▶ _SET TASK_
Reproduce the complete listing without any deviation.

▶ _TASK INPUTS_
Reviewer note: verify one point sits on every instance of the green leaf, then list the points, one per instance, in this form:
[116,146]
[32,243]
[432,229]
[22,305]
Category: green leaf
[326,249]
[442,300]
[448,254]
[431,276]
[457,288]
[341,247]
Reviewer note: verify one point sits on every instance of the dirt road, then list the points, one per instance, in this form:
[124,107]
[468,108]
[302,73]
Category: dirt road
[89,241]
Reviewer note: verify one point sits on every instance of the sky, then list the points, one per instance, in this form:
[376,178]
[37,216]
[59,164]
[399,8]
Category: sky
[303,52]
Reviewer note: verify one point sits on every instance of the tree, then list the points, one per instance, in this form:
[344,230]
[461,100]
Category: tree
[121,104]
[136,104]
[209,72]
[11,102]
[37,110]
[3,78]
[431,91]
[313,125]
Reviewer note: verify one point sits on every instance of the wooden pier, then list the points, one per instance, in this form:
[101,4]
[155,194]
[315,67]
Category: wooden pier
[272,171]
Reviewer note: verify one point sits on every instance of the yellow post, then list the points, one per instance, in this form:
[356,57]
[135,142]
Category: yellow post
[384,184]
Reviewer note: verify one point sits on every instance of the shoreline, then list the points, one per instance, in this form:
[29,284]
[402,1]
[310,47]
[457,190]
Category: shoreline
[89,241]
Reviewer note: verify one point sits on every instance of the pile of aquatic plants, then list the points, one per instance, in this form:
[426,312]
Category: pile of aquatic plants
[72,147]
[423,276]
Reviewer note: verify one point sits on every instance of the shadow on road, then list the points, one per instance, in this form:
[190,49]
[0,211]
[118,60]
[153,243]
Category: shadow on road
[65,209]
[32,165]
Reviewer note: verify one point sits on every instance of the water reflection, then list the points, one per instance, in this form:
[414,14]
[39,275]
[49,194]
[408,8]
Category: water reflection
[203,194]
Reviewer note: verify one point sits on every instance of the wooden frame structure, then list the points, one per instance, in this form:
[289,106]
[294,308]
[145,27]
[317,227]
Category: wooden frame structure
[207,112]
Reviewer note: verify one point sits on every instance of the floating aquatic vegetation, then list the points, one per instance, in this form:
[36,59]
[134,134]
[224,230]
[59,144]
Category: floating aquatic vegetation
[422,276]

▶ _ANSWER_
Reviewer note: verify one point sits on every instance of the green leaf, then list the points, one per instance, in this form:
[116,146]
[32,243]
[432,229]
[22,305]
Category: green leaf
[326,249]
[442,300]
[448,254]
[431,276]
[457,288]
[341,247]
Reviewer note: verify one point sits on every instance of the dirt road, then list the points, one per instance, in this form:
[124,107]
[468,108]
[302,73]
Category: dirt road
[89,241]
Reviewer note: verify one point sits on every instance of the sky, then list the points, one per instance, in this form:
[376,178]
[37,216]
[59,164]
[399,8]
Category: sky
[303,52]
Reviewer note: verify one point sits on every instance of the tree, then list the points, one per instance, in this form:
[344,230]
[461,100]
Category: tree
[121,104]
[136,104]
[209,72]
[11,102]
[37,110]
[3,78]
[431,91]
[313,125]
Reviewer note: verify one point sits on every instance of the wooden pier, then list the points, one per instance, in this form:
[101,4]
[155,194]
[315,67]
Category: wooden pier
[272,171]
Reviewer note: verify one point sits on every instance of the yellow post, then list the points, one per instance, in this form:
[356,57]
[135,142]
Category: yellow post
[384,184]
Reviewer note: verify one point sits on every instance of the shoreline, then list the points, one per instance, in this form:
[29,284]
[402,1]
[310,47]
[457,190]
Category: shoreline
[89,241]
Reviewer note: verify one point sits on every instance of the pile of aquatic plants, then list the points, one per instance, in this form:
[426,312]
Category: pile of aquatic plants
[72,147]
[423,276]
Reviewer note: verify one point sits on every instance of the shadow on road, then list the points, one per instance, in this form:
[190,49]
[0,211]
[118,60]
[153,243]
Category: shadow on road
[65,209]
[32,165]
Reviewer note: verify one point sits on every instance of the water reflection, then list the points, one per instance, in this form:
[414,14]
[39,275]
[49,194]
[408,8]
Category: water reflection
[203,194]
Reviewer note: verify one point sits on every instance of the wooden frame structure, then list the points, one per instance, in this form:
[289,106]
[294,308]
[145,27]
[317,227]
Category: wooden frame structure
[207,112]
Reviewer note: verify one point sits on every instance of the floating aquatic vegetation, then list the points, one per instance, in this form:
[36,59]
[134,134]
[224,230]
[59,144]
Category: floating aquatic vegetation
[422,276]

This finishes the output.